#### REQUIREMENT
What you give back should be exactly the opening lines of the data, ending with the line that contains "Target: short dark hair" and including it.

#### RAW DATA
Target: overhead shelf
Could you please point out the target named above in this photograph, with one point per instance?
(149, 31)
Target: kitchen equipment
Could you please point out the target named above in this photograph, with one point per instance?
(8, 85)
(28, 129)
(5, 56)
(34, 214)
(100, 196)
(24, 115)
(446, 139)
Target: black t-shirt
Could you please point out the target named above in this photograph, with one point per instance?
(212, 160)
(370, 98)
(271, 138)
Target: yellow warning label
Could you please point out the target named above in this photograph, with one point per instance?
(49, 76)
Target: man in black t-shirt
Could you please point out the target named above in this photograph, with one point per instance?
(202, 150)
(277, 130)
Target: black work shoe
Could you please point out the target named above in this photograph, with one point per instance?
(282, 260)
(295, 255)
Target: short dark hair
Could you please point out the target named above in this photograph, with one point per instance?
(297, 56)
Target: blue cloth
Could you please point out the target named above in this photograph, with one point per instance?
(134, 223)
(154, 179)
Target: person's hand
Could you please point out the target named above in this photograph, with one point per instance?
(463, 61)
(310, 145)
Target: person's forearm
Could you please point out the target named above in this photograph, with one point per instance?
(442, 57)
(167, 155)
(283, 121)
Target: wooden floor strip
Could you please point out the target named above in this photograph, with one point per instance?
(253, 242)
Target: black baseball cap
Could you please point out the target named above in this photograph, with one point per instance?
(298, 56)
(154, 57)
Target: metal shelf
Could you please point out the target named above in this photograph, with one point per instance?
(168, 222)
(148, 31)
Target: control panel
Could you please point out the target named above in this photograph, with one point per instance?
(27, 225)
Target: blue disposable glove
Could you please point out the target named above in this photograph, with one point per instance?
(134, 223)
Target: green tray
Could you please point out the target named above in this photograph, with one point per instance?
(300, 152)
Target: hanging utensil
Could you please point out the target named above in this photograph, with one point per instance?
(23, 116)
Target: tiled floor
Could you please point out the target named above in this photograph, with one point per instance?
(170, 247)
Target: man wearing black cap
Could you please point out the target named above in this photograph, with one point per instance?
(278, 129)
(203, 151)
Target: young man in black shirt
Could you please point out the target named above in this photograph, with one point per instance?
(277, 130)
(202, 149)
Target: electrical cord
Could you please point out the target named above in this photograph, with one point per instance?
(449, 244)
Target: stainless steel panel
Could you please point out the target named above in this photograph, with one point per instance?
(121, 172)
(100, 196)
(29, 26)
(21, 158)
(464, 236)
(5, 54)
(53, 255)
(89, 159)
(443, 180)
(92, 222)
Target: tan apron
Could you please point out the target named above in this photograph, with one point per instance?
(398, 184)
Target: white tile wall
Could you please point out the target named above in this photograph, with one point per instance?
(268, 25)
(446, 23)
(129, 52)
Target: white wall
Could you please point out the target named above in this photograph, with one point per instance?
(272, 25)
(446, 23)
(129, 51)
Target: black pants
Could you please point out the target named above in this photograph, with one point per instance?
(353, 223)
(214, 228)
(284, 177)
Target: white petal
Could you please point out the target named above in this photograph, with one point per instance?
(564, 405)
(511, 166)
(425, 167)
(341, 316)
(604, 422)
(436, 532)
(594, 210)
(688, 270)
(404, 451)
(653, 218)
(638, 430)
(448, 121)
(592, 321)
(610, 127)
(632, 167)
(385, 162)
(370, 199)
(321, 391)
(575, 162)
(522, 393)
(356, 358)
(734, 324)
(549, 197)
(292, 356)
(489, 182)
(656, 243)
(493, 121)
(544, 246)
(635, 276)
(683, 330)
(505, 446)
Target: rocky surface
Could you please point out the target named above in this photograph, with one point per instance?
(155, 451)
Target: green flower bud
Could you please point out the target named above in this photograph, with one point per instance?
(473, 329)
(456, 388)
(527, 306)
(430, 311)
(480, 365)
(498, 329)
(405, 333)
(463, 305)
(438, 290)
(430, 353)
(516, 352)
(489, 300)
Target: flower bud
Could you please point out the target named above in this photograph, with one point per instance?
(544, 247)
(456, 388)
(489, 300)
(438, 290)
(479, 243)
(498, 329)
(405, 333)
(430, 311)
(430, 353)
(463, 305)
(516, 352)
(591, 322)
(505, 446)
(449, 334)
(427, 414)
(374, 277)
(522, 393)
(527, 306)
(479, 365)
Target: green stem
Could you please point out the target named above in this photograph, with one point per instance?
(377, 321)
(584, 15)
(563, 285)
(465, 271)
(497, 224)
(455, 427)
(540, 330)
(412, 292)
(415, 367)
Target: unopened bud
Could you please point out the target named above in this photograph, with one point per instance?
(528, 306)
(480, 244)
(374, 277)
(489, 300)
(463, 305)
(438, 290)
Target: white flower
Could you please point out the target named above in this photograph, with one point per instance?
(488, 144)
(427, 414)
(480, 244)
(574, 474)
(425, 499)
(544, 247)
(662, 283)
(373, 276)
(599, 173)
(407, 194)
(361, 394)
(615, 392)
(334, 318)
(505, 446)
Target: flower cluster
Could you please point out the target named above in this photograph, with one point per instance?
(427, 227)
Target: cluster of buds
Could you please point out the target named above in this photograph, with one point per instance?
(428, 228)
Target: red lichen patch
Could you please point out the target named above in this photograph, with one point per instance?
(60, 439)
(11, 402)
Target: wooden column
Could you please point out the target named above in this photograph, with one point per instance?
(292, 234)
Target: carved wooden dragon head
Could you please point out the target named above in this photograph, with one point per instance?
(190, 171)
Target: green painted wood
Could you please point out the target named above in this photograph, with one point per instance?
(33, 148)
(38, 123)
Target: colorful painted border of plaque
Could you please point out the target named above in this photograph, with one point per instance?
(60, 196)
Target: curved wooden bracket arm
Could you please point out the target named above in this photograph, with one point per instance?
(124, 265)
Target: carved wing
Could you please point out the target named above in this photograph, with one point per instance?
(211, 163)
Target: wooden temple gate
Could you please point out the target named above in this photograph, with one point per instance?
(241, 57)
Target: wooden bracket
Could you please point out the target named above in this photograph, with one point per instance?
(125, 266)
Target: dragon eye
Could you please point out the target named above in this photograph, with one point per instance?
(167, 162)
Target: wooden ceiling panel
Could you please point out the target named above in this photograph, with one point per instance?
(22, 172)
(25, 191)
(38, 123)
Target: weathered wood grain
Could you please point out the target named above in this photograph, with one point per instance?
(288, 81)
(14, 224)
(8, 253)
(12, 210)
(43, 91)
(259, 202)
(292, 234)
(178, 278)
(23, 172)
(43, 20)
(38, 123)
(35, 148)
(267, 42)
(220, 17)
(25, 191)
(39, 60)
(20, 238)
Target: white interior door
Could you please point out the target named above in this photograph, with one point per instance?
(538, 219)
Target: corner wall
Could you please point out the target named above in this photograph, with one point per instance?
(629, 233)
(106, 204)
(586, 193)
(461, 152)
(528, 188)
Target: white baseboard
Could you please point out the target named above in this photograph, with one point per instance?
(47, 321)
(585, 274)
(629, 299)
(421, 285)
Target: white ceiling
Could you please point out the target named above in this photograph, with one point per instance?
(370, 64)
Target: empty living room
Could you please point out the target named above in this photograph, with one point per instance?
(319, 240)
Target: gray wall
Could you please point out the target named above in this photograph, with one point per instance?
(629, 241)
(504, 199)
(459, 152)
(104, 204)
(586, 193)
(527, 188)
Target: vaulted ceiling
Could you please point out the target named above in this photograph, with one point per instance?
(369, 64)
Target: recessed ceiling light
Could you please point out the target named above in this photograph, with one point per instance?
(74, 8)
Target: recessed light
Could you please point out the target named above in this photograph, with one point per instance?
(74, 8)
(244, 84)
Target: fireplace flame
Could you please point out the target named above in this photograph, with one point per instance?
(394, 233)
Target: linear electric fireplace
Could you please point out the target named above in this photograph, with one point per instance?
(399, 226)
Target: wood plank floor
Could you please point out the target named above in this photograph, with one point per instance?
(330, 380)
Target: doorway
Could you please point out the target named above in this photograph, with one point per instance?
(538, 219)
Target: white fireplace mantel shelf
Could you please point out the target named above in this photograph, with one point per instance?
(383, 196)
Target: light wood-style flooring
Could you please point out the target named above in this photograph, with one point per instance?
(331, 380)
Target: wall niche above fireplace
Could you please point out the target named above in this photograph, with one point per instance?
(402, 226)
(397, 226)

#### WORKED SOLUTION
Target: overhead shelf
Could you please point out the target named above in this photograph, with one point per instance?
(149, 31)
Target: kitchen equipment
Could you please point out the target named above in this photograph, with one point per instance?
(8, 85)
(28, 129)
(5, 56)
(34, 214)
(100, 196)
(24, 115)
(446, 139)
Target: black t-shirt
Could you please point out the target named above in this photograph, with one point per instance?
(212, 160)
(370, 98)
(271, 138)
Target: yellow warning label
Could you please point out the target named above in this photograph, with one point per instance?
(49, 76)
Target: man in black t-shirt
Could you please point out the target named above in this photograph, with one point per instance?
(202, 150)
(277, 130)
Target: black work shoe
Could you please point out the target named above in this photograph, with one point per instance?
(282, 260)
(295, 255)
Target: short dark hair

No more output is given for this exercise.